## What is needed
Search the data below for the string "barrier" and copy all lines where it shows up.
Provided entries Start Marker
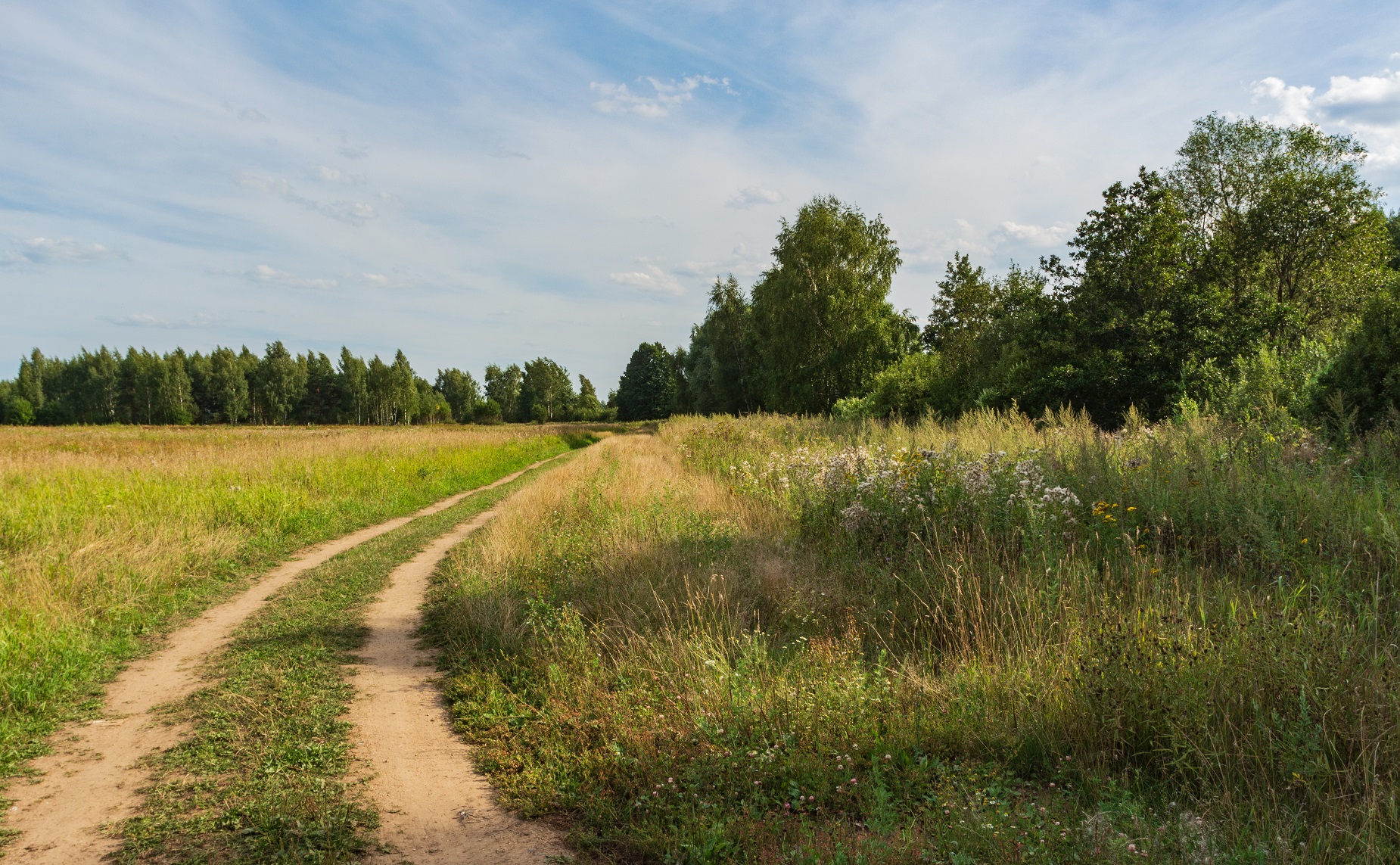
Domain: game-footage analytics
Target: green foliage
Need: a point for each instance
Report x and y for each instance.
(723, 364)
(821, 319)
(912, 388)
(546, 390)
(1362, 384)
(587, 406)
(461, 392)
(647, 390)
(503, 387)
(280, 384)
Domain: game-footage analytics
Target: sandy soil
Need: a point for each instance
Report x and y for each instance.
(433, 805)
(90, 780)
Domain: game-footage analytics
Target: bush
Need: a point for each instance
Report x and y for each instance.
(487, 412)
(909, 388)
(1362, 382)
(16, 410)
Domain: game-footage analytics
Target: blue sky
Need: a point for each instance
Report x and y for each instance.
(490, 182)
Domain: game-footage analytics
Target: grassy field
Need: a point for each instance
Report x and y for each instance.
(266, 773)
(786, 640)
(111, 535)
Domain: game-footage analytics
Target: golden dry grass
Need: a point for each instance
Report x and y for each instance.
(112, 532)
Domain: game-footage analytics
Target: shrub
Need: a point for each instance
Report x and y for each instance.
(1362, 382)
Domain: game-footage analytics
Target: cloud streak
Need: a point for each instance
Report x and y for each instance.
(350, 213)
(664, 97)
(1367, 107)
(59, 250)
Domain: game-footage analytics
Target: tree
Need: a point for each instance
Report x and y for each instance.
(962, 308)
(321, 400)
(647, 390)
(721, 367)
(546, 392)
(282, 382)
(823, 326)
(251, 369)
(1283, 229)
(461, 392)
(1133, 316)
(431, 406)
(354, 390)
(229, 385)
(503, 387)
(1362, 382)
(587, 405)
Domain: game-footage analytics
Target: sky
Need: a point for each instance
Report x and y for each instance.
(493, 182)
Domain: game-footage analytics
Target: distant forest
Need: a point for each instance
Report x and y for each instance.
(1258, 278)
(227, 387)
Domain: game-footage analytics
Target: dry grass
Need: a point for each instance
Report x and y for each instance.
(110, 534)
(678, 639)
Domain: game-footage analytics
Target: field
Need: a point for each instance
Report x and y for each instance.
(111, 535)
(997, 640)
(764, 639)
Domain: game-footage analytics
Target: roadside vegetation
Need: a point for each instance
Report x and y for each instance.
(111, 537)
(994, 640)
(268, 772)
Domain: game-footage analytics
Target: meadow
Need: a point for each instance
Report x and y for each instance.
(991, 640)
(112, 535)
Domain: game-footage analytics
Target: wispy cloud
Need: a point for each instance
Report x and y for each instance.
(1367, 107)
(335, 176)
(352, 213)
(665, 97)
(749, 196)
(263, 273)
(1038, 235)
(142, 319)
(649, 278)
(58, 250)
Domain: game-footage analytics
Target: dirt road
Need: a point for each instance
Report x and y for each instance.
(434, 808)
(92, 779)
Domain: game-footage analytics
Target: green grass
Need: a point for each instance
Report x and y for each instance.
(695, 661)
(111, 537)
(265, 774)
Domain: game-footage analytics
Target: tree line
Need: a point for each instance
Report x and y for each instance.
(1256, 276)
(227, 387)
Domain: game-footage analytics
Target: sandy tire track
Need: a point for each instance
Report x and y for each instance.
(434, 807)
(90, 780)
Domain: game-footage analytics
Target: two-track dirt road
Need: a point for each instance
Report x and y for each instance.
(93, 776)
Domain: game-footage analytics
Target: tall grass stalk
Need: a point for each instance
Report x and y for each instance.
(690, 644)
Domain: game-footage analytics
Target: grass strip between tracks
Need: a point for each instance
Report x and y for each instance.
(266, 773)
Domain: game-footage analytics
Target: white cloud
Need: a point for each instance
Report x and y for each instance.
(381, 280)
(1367, 107)
(142, 319)
(650, 278)
(749, 196)
(353, 213)
(58, 250)
(1038, 235)
(335, 176)
(263, 273)
(665, 97)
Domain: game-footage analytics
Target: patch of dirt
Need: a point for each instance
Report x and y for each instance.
(433, 805)
(92, 779)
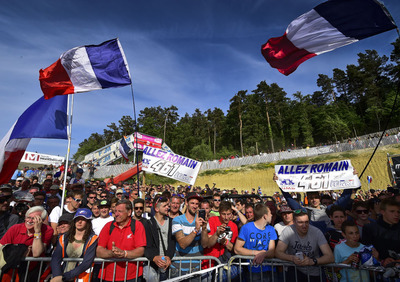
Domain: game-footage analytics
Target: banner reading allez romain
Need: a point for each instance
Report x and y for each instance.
(317, 177)
(170, 165)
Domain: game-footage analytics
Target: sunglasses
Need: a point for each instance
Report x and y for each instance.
(362, 211)
(299, 211)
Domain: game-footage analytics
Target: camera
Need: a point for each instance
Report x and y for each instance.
(202, 213)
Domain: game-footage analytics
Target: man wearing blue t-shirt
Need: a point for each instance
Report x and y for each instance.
(187, 230)
(258, 239)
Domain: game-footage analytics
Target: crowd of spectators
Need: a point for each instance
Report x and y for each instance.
(160, 222)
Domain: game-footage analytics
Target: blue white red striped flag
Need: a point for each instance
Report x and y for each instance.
(124, 149)
(328, 26)
(43, 119)
(86, 68)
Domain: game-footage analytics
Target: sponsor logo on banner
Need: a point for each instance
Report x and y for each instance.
(317, 177)
(36, 158)
(170, 165)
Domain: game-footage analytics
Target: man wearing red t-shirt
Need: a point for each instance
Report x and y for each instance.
(121, 243)
(32, 232)
(221, 233)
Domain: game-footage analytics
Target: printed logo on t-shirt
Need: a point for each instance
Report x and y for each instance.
(261, 240)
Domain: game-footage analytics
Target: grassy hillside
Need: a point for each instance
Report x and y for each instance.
(248, 177)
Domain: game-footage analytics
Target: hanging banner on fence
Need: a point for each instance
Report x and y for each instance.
(170, 165)
(317, 177)
(145, 140)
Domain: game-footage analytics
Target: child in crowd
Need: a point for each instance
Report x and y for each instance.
(346, 253)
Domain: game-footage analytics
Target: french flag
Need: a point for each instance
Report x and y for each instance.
(43, 119)
(86, 68)
(328, 26)
(124, 149)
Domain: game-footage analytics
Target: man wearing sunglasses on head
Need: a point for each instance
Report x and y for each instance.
(215, 205)
(6, 218)
(138, 211)
(75, 200)
(302, 244)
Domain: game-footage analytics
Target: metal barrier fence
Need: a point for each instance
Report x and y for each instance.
(287, 271)
(195, 271)
(237, 269)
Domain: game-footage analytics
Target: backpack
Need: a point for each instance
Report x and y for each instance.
(133, 226)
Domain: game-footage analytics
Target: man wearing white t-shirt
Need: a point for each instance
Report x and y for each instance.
(98, 223)
(287, 219)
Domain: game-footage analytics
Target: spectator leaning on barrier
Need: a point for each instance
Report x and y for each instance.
(117, 240)
(175, 206)
(33, 233)
(258, 239)
(215, 205)
(6, 218)
(384, 234)
(160, 242)
(301, 244)
(104, 218)
(287, 219)
(220, 235)
(78, 242)
(345, 253)
(187, 228)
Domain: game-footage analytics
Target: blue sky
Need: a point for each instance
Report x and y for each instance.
(191, 54)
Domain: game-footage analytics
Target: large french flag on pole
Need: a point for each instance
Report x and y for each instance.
(86, 68)
(124, 149)
(328, 26)
(43, 119)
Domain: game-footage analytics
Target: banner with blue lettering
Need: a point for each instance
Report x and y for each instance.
(317, 177)
(170, 165)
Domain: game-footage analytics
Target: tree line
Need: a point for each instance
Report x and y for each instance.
(351, 102)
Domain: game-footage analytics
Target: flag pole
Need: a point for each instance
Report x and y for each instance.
(136, 137)
(69, 131)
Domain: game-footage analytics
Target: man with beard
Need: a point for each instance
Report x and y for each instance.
(160, 244)
(257, 239)
(104, 218)
(187, 231)
(220, 235)
(174, 207)
(302, 244)
(138, 210)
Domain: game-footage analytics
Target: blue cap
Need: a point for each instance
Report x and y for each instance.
(83, 212)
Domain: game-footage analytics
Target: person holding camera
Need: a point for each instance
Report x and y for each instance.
(220, 235)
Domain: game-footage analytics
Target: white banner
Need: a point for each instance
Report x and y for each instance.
(170, 165)
(317, 177)
(36, 158)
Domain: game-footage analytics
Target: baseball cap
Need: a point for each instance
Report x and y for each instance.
(66, 217)
(194, 195)
(83, 212)
(285, 208)
(105, 203)
(5, 187)
(55, 187)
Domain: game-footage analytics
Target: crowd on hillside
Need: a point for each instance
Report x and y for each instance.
(160, 222)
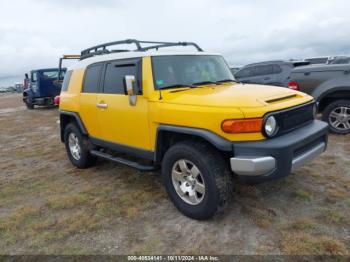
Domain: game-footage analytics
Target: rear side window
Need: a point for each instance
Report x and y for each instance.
(277, 69)
(263, 70)
(92, 79)
(114, 76)
(66, 81)
(34, 77)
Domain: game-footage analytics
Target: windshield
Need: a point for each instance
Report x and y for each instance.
(51, 74)
(187, 70)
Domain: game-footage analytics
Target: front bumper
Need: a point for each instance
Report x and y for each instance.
Provided entries End Marker
## Answer to this problem
Target: metal barrier fence
Target: spectator leaning on barrier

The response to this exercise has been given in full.